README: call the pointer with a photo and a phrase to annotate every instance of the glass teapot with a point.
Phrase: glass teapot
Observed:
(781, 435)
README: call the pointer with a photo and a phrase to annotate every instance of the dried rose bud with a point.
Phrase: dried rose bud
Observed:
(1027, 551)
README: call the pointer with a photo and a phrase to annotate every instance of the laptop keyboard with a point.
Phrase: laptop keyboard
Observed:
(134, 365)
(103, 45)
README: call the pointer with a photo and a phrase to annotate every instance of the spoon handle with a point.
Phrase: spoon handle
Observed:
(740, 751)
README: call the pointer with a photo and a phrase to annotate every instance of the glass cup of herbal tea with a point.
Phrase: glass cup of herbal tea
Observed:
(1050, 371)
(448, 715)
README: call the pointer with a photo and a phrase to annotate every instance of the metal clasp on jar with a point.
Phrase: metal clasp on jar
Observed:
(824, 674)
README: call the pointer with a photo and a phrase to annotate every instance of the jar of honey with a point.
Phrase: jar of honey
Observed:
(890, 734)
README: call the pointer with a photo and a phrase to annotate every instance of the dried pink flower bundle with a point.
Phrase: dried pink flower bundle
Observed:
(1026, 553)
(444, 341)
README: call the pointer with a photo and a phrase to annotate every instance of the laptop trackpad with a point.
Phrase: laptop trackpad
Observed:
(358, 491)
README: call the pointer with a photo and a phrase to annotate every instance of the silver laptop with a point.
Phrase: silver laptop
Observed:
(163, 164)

--- WHAT TO PRODUCE ---
Extract every line from the records above that contains the word "keyboard".

--- SOLUTION BELOW ---
README: call the pointer with a photo and a phrase to annotate every instance of the laptop keyboard with a point.
Phrase: laptop keyboard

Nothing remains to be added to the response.